(Document extract):
▼

We talk exclusively to James Akenhead about his November Nine run & playing with Phil Ivey

The Main Event’s last Brit standing chats about his road to the November Nine – and why he’s going to be the next world champ

How was your WSOP going before the Main Event?

In the first three weeks I was in Vegas this year I didn’t cash once. I used to get really pissed off bubbling event after event but now if I bust out of a tournament I just go home, assess how I’ve played and wake up fresh the next morning. That’s important because you can easily get burnt out in Vegas and go into every single tournament with no confidence whatsoever. When the first hand of the Main Event was dealt, I was full of confidence.

How did the slow structure of the tournament help your game?

I felt in control the whole way through. With two-hour levels and the average stack being around 70 big blinds you can really play pots through three streets without going broke. A lot of the 21-year-old online tournament pros are inexperienced with this structure and make lots of mistakes when they have 70-100 big blind stacks. I’m just learning with experience but the older guys like Doyle Brunson already know how to play these tournaments.

At what point did you think you could make a deep run this year?

In the $1,500 event last year when I sat down alongside 4,000 runners I said to myself, ‘I am winning this tournament’ [Akenhead finished second for $520k]. I had the same confidence for the Main Event. At the end of each day I would tell friends how many chips I was going to finish with at the end of the next day. They were very optimistic, almost unrealistic figures, but I kept making them. I know this belief I have improves my game. I was able to trust my game a lot more in marginal situations and cruised all the way through the Main Event. I don’t think I played one hand badly.

What was the final day like – when you played from 27 players to the final nine?

I had 8.7m chips going into that day but was late getting to the Rio, rushed to my seat and looked down at K-K. I raised to 250k and the guy two to my left reraised to 750k. I had a bad feeling about the hand for some reason but we got it all-in on a Queen-high flop and he had A-A. That hand crippled me but even then I still thought I was going to win the Main Event. That confidence is so great inside of me. Within 30 minutes I was back up to 12m.

Were you nervous when you were approaching the final table bubble?

I never really considered the final table to be one of my number one goals. It just didn’t really occur to me. Now that I’ve made it I realise it should have occurred to me a little bit more! I just want to finish first. I may be the short stack come November but I can tell you for sure I have more confidence than any other player at the table.

As the short stack, would coming ninth be a disaster for you?

▲

(Jobs):
1. In the James Akenhead interview, what hand did Akenhead look down at right after rushing to his seat on the final day?
2. From the James Akenhead interview, list every chip figure Akenhead gives when describing the final day, when play went from 27 players to nine.
3. Pick up the James Akenhead interview where it stops, writing Akenhead's reply to the last thing he is asked.

(Information supplied):

▼

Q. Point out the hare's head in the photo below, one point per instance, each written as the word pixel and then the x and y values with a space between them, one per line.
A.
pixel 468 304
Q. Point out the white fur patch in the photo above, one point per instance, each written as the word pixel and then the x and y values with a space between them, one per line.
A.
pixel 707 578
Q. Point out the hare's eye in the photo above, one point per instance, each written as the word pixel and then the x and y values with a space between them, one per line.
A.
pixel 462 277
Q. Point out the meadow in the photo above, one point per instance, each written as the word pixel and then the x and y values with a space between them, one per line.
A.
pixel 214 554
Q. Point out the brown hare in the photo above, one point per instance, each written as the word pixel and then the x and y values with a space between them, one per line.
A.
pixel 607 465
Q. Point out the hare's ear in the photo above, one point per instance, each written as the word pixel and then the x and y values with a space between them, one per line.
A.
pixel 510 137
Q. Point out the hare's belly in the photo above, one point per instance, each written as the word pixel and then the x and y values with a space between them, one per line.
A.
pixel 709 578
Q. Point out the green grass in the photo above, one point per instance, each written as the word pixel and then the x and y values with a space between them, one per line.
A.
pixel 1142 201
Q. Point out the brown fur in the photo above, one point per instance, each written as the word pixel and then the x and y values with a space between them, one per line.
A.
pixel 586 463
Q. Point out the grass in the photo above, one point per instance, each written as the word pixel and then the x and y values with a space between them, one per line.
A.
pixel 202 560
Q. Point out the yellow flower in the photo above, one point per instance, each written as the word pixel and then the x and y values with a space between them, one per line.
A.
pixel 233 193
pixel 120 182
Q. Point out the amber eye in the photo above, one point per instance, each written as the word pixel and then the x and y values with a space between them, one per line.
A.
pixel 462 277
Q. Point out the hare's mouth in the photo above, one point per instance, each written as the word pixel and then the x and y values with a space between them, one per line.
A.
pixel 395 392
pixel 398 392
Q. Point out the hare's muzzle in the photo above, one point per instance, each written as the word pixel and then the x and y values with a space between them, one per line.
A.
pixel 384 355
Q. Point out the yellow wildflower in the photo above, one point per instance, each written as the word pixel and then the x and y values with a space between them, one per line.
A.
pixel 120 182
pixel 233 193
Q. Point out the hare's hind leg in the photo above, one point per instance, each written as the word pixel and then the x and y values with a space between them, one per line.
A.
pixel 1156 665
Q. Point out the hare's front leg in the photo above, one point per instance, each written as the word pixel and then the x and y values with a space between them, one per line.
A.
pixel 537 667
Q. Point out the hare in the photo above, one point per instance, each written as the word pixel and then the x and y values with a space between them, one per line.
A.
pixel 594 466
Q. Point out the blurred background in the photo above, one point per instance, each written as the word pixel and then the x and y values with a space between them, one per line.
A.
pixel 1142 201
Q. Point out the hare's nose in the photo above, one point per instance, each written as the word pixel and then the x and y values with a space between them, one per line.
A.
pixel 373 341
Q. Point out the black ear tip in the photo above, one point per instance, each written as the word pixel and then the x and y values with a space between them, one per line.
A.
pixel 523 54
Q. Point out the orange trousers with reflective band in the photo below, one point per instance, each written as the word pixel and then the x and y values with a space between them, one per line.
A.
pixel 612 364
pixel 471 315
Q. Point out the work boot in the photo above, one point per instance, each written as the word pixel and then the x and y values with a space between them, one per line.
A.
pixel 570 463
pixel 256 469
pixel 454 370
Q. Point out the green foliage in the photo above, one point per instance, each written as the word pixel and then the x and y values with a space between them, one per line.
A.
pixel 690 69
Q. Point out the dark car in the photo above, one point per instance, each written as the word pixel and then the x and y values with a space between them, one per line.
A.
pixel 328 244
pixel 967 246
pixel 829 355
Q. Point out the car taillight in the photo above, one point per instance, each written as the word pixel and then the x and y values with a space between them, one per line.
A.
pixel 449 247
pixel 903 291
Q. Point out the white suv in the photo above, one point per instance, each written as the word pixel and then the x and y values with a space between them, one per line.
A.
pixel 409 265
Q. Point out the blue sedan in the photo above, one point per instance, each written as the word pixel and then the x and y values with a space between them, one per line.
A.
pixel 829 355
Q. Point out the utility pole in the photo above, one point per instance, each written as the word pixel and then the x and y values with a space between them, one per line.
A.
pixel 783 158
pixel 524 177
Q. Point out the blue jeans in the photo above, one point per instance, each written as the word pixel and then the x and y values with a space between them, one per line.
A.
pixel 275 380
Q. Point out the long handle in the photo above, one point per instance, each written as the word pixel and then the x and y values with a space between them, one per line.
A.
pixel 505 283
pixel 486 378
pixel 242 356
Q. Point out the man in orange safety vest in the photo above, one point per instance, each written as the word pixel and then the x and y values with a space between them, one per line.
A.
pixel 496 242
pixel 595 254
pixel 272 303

▲

(Task-by-task answers):
1. K-K (a pair of kings)

2.
- 8.7m chips going into the day
- 250k, his raise with K-K
- 750k, the reraise from the player two to his left
- 12m, his stack within 30 minutes of losing the hand

3.
The more expectation you put on yourself to win, the more it hurts to come ninth. If you don’t put much thinking into winning it doesn’t hurt you so much. But that’s a pain you have to go through. Players who don’t want to put themselves through that hurt finish fifth and sixth. I have to totally prepare myself for coming first. I expect myself to win. I have one-third of the average stack but I don’t care. If I double up once and get above 20m everyone else should watch out.

What specific preparations will you be doing between now and November?

I play a lot of SNGs online and I’m already quite confident in playing the short stack. I don’t want to talk about strategy too much though, as the others could take advantage.

What are your thoughts on the chip leader Darvin Moon?

He told us straight across the table that he had been running like god all tournament. Every single time he got called he had the nuts. If he had a pair he flopped a set, if he had A-J he’d flop a straight.

Was he a good player or just running hot?

It’s tough to know if someone is playing badly when they are running so good. This break will be very bad for him though. He was in a good streak, on form and had momentum. In three months’ time who knows how he’s going to be playing. He’s got a lot of chips so I expect him to go deep as he’s generally quite a tight player. I never saw him bluff once.

Will the break be an advantage for you?

I think it’s good for the better players who will go back to the final and still be able to play really well, whereas the not-so-good players have got to the final because of the momentum they’ve had so far.

How did you find playing with Phil Ivey?

He’s one of the best in the world, but I treated him just like another player. You could see that some players were really scared to get involved with him. I think that’s wrong. He actually played quite tight over the few days. That made it easier for everyone to play against him. Sometimes you could see he was calling preflop when he shouldn’t be, just to play a pot in position versus someone. Other than that, he played really well.

What would winning the Main Event mean to you?

Last year’s runner-up finish has made me so much more hungry for a bracelet. I want some justice from that and I’ll be looking for it in November.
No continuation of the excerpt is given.